*** Selected extract ***
The BOT field points to the bottom CS register on the control
stack. The control stack saves and restores CS registers at the
bottom of the control stack, using the BOT field.
[0098] The BSP pointer is the address of the next free entry on the
backing store. Since the backing store entries are aligned in
memory on 8-byte boundary, the lower 3 bits of the byte address are
always zeros (implied but not stored in BSP). In addition, the BOT
field is mapped to the lower address bits of the BSP pointer, as
shown in FIG. 7C. The BOT field changes according to the BSP
pointer, when CS entries are saved and restored.
[0099] Deep recursive calls can push many A-entries and overflow
the control stack. FIG. 8a shows an example recursive function rf
with a direct recursive call. The call @ rf instruction can push
many A-entries with identical @1 return addresses, as shown in FIG.
8B.
[0100] A simple optimization is to merge identical A-entries on the
control stack, by introducing the LR entry, as shown in FIG. 8C.
The A-entry with return address @1 is converted into an LR entry
with counter equal to 2, when the second recursive call pushes an
A-entry with identical return address @1. Then, each recursive call
compares the return address against the LR address on top of the
control stack. The LR counter is incremented as long as the return
address matches the LR-entry address. For example, the LR counter
is incremented from 2 to 4 in FIG. 8C, indicating four recursive
calls with identical return address @1. When returning from
recursive calls, the LR counter is decremented on each return as
shown in FIG. 8D. The LR counter is reduced down to one, and then
the LR entry is popped. This simple optimization works for direct
recursive calls and reduces the number of CS entries on the control
stack.
*** Data listing ***
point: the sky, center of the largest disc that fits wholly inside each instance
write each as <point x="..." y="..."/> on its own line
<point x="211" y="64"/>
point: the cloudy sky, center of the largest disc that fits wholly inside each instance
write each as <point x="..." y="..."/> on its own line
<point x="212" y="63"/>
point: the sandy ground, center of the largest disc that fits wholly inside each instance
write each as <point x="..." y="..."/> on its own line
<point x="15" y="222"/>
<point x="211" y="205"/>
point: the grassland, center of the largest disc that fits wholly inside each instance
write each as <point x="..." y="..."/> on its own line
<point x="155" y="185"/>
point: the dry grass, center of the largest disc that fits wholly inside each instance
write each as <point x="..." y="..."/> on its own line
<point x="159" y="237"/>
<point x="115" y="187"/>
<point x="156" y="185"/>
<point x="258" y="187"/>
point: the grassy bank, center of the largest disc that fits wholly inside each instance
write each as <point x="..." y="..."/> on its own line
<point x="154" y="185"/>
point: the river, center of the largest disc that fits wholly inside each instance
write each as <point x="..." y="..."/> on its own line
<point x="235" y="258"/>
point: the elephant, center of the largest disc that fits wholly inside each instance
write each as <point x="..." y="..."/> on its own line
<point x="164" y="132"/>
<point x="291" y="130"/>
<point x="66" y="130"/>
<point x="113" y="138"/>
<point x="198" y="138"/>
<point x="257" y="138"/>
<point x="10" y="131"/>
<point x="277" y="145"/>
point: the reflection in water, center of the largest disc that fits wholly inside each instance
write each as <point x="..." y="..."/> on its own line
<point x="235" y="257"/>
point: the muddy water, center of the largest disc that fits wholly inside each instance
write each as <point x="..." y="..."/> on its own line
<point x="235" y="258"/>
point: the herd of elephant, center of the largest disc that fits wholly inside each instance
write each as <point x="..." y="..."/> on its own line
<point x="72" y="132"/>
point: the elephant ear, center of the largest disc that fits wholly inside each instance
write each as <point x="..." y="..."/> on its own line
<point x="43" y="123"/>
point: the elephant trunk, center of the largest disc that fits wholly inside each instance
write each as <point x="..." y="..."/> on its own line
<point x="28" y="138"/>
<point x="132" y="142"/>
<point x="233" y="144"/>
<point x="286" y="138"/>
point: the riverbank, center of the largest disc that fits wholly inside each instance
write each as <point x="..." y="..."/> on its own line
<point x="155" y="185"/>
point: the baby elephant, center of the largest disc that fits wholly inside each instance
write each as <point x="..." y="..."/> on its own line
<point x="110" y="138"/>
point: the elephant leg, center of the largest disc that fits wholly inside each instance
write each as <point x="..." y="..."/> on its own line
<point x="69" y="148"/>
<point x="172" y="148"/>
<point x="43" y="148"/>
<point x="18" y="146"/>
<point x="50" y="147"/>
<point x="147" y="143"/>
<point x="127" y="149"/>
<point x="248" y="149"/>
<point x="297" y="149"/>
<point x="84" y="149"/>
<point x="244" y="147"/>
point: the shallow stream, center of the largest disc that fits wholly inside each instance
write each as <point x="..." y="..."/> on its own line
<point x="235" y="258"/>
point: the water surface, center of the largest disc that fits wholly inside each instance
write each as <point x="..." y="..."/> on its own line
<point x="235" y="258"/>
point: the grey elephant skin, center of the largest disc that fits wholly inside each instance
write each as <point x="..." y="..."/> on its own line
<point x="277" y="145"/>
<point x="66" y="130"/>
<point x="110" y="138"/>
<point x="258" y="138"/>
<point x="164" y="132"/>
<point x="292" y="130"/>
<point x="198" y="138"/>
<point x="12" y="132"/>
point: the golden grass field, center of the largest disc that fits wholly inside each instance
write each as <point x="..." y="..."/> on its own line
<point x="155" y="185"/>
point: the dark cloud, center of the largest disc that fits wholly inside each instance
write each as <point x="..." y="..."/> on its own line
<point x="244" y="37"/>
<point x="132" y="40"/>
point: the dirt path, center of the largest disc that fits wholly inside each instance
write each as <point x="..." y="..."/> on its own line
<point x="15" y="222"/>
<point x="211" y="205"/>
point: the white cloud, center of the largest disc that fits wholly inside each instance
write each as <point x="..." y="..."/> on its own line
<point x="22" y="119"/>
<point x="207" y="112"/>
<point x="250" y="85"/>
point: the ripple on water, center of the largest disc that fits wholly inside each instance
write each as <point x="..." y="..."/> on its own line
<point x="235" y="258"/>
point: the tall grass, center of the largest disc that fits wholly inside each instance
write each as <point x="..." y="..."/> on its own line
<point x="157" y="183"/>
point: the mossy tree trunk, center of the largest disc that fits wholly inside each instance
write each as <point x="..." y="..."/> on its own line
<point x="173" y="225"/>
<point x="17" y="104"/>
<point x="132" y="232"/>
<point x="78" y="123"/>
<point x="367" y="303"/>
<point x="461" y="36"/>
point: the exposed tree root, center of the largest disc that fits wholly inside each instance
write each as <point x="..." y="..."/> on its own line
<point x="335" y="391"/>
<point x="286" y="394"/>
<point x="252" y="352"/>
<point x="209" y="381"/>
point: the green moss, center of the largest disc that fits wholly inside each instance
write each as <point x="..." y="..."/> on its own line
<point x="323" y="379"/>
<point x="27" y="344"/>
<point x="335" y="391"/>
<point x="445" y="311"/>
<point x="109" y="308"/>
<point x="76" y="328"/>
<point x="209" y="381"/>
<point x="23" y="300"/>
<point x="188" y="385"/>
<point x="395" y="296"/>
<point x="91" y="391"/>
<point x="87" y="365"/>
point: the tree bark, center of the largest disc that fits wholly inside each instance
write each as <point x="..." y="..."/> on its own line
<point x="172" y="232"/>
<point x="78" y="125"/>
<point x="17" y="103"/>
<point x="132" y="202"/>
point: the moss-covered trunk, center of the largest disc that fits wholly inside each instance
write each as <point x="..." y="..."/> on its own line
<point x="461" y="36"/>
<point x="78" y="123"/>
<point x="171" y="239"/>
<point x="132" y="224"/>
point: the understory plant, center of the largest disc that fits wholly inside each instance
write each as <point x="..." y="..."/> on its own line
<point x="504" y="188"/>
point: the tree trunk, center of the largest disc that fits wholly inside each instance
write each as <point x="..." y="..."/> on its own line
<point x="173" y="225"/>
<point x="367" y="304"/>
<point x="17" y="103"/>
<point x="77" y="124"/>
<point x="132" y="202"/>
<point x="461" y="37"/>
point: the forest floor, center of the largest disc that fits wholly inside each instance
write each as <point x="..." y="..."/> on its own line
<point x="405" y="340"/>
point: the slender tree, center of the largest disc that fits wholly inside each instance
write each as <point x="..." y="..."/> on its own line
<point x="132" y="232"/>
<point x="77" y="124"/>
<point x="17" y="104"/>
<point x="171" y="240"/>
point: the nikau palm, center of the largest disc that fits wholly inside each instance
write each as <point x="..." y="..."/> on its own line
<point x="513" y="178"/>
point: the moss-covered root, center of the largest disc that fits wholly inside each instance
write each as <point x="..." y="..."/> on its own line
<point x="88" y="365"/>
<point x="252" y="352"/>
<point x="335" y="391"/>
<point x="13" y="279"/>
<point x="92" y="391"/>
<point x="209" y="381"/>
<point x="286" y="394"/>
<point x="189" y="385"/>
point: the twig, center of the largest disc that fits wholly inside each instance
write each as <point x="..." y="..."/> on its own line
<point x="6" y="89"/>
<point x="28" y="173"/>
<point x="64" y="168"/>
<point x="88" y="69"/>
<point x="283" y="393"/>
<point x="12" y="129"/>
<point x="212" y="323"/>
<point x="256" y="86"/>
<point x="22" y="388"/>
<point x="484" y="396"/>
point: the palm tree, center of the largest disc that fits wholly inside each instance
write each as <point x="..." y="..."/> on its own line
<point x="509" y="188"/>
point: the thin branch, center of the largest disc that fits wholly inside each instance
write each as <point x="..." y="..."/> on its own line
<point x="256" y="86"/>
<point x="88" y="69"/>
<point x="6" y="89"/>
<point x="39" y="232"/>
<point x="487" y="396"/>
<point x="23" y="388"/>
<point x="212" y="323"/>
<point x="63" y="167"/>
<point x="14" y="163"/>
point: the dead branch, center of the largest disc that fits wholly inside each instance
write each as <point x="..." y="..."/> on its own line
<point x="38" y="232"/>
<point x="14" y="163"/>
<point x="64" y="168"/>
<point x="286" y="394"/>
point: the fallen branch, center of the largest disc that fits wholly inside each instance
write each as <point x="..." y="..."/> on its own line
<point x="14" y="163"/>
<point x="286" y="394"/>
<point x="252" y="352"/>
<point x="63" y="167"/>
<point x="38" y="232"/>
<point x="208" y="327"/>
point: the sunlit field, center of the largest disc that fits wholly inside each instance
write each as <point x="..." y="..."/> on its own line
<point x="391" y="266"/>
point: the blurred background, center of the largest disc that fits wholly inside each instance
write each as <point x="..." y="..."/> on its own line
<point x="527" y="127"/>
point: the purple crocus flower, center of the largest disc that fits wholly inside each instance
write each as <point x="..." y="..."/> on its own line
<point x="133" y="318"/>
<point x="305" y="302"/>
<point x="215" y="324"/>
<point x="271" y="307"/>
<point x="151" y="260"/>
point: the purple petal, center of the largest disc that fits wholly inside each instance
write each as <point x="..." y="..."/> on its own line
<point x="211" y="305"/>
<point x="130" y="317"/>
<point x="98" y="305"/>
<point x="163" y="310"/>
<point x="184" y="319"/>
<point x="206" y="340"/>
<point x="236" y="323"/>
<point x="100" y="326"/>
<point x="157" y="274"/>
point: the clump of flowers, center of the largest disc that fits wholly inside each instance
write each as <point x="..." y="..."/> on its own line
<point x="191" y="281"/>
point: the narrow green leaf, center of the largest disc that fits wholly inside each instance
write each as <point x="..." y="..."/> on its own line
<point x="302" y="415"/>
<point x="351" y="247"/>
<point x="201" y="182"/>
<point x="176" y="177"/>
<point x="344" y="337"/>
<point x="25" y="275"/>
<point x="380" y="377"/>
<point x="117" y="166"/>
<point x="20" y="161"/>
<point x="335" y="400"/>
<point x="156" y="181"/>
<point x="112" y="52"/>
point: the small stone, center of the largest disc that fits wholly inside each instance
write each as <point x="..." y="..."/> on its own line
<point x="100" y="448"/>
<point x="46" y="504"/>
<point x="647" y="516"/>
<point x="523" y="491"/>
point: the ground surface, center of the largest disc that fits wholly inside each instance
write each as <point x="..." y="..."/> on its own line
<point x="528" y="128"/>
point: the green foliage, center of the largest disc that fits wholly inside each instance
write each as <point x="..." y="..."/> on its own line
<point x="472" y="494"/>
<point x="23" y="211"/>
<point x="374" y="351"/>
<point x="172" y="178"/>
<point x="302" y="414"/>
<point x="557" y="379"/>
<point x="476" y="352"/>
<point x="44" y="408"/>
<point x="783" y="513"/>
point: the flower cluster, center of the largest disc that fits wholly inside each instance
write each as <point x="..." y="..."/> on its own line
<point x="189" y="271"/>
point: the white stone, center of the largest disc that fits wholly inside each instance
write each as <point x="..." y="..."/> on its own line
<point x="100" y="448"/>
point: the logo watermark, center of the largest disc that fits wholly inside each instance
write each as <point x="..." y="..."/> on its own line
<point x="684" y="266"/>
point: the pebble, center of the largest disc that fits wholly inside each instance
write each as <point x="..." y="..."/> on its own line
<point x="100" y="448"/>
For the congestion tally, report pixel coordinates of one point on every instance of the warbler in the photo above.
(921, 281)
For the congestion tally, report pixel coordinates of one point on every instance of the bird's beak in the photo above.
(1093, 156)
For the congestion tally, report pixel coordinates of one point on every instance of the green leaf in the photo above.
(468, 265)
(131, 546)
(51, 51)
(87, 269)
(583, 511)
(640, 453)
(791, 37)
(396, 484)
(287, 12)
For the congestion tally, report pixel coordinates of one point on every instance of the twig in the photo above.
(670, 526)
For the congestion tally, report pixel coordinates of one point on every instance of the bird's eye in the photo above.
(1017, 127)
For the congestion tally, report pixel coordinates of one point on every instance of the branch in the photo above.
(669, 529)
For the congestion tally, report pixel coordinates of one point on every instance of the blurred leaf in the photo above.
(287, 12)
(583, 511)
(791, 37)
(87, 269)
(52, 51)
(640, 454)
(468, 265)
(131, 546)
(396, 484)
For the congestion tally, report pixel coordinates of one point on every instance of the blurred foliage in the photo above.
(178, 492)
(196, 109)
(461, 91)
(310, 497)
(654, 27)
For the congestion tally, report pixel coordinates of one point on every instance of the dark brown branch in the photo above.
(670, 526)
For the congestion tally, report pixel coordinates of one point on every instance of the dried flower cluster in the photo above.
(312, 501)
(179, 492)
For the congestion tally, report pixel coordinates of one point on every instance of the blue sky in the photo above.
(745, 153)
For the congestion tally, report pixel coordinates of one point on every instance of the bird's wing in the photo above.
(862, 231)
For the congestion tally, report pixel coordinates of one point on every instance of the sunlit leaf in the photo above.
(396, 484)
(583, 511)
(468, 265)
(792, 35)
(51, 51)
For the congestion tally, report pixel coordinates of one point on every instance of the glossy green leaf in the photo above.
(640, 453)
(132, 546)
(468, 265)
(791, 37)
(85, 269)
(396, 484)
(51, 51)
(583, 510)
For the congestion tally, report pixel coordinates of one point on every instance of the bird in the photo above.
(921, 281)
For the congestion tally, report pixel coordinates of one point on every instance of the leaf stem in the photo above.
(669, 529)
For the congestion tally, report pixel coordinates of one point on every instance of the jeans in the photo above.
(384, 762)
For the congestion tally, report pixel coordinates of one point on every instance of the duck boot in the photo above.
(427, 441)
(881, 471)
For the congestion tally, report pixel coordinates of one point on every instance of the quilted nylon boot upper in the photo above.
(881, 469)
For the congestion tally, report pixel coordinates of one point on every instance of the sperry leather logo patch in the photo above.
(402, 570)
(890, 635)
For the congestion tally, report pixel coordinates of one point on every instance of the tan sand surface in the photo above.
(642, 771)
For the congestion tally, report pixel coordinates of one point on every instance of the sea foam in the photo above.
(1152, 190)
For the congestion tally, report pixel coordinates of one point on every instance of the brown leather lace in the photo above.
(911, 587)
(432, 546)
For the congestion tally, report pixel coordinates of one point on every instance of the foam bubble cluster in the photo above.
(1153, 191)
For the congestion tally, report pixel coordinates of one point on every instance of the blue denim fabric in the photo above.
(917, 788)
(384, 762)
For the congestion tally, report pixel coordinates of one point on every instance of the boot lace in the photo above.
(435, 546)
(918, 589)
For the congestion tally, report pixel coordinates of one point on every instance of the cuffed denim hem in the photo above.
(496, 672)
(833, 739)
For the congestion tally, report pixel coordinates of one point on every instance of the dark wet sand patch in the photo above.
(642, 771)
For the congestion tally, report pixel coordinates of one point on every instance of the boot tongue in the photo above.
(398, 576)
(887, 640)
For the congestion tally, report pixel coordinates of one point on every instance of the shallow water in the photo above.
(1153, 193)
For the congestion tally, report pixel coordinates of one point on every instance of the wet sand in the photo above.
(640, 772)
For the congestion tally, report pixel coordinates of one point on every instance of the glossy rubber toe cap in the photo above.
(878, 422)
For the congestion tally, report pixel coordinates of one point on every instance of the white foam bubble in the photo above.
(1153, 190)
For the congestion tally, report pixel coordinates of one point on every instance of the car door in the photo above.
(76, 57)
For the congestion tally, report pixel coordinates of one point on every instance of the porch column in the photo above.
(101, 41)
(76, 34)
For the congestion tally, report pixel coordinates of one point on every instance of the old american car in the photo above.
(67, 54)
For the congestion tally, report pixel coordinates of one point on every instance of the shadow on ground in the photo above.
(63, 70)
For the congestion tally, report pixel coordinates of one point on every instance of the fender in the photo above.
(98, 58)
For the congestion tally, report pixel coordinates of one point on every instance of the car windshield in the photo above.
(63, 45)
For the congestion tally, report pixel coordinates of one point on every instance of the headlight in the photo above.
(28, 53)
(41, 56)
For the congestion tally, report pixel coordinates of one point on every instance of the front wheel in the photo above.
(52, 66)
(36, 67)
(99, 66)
***
Exercise aim:
Answer these questions using the control stack passage:
(a) What address does the BSP pointer hold?
(b) Why are the lower 3 bits of the byte address always zeros?
(c) What value does the LR counter start at when the A-entry with return address @1 is converted into an LR entry?
The listing is separate material and has no connection to the control stack passage.

Response to the exercise:
(a) The address of the next free entry on the backing store.
(b) Because the backing store entries are aligned in memory on an 8-byte boundary.
(c) 2.